● Seu objetivo
De acordo com o texto sobre veganismo, quantas pessoas no mundo consideram o veganismo um estilo de vida?

● Trecho do documento
■ ■ ■ ■
UFF Responde: Veganismo
Na primeira semana de novembro é celebrado o Dia Mundial do Veganismo, que conscientiza sobre o respeito pelos animais e a igualdade entre espécies. A escolha por retirar produtos de origem animal do dia a dia não se restringe à alimentação e, hoje, é considerado um estilo de vida por mais de 88 milhões de pessoas em todo o mundo, conforme indica a Sociedade Vegetariana Brasileira.
As vertentes sociais do veganismo são relevantes nos debates a respeito da crise climática no planeta e da produção exacerbada da agropecuária, por exemplo. Além disso, o veganismo também busca combater doenças modernas, como o câncer colorretal, que pode ser provocado pelo excesso de consumo de carnes vermelhas.
Por outro lado, as dúvidas sobre o tema ainda são pertinentes, principalmente em relação à dieta vegana, aos benefícios e às consequências para a saúde de quem decide adotar a causa. Para isso, convidamos a professora do departamento de Nutrição e Dietética da Universidade Federal Fluminense (UFF), Manuela Dolinsky, para esclarecer dúvidas, trazer dicas e reflexões sobre esse estilo de vida e as comidas veganas nos dias atuais.
Em resumo, o que é ser vegano?
Manuela Dolinsky: Ser vegano é adotar um modo de vida que busca excluir, na medida do possível e praticável, todas as formas de exploração e crueldade contra os animais — seja na alimentação, no vestuário, nos cosméticos ou em outras áreas do consumo. Na alimentação, o veganismo corresponde ao padrão vegetariano estrito, que exclui todos os alimentos de origem animal, como carnes, peixes, ovos, laticínios e mel. Mais do que uma escolha alimentar, trata-se de uma postura ética e ambiental, que reflete compromisso com o respeito aos animais, à sustentabilidade e à saúde humana.
Quais as diferenças entre o estilo de vida e dieta vegetariana e a vegana?
Manuela Dolinsky: O termo “vegetariano” abrange diferentes práticas alimentares: há ovolactovegetarianos (que consomem ovos e laticínios), lactovegetarianos, ovovegetarianos e os vegetarianos estritos, que excluem todos os produtos de origem animal. Já o veganismo vai além da alimentação — é uma filosofia de vida que busca evitar qualquer produto ou prática que envolva exploração animal. Em síntese, toda pessoa vegana adota uma dieta vegetariana estrita, mas nem toda pessoa vegetariana é vegana.
Quais são os principais benefícios de uma alimentação livre de produtos de origem animal?
Manuela Dolinsky: Diversos estudos e pareceres técnicos, incluindo o do Conselho Federal de Nutrição (CFN), apontam que uma alimentação baseada em plantas, quando bem planejada, pode ser nutricionalmente adequada e trazer benefícios para a saúde. Ela tende a apresentar menor teor de gorduras saturadas e colesterol, além de maior consumo de fibras, antioxidantes e compostos bioativos. Esses fatores estão associados à redução do risco de doenças cardiovasculares, obesidade, diabetes tipo 2, hipertensão e alguns tipos de câncer. Além disso, dietas vegetais promovem menor impacto ambiental, contribuindo para sistemas alimentares mais sustentáveis.
■ ■ ■ ■
● Informações fornecidas
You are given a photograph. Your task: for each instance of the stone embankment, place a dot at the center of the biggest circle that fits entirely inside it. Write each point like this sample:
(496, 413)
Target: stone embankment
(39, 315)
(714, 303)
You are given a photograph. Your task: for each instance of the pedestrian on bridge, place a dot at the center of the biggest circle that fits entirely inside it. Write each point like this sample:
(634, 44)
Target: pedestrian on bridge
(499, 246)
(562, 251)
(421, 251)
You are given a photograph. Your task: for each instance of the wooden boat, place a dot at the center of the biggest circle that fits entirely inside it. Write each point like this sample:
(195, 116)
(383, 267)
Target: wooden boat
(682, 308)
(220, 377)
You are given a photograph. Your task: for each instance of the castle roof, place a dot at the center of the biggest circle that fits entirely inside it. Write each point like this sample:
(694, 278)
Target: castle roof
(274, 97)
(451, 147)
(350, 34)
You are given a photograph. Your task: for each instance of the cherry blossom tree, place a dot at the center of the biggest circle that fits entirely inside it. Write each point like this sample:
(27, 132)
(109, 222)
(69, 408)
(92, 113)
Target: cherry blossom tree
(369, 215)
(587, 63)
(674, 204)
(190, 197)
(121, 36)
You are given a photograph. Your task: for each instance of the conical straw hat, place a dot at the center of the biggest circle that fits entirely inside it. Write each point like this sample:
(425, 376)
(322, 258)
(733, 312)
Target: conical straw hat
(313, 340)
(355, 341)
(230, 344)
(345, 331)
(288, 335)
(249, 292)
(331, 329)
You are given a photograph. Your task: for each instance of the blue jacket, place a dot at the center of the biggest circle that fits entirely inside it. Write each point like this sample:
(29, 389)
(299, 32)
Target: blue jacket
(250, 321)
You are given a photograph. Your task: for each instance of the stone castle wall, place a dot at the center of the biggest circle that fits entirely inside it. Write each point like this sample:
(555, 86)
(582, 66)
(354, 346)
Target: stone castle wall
■ ■ ■ ■
● Sua resposta
Mais de 88 milhões de pessoas, segundo a Sociedade Vegetariana Brasileira.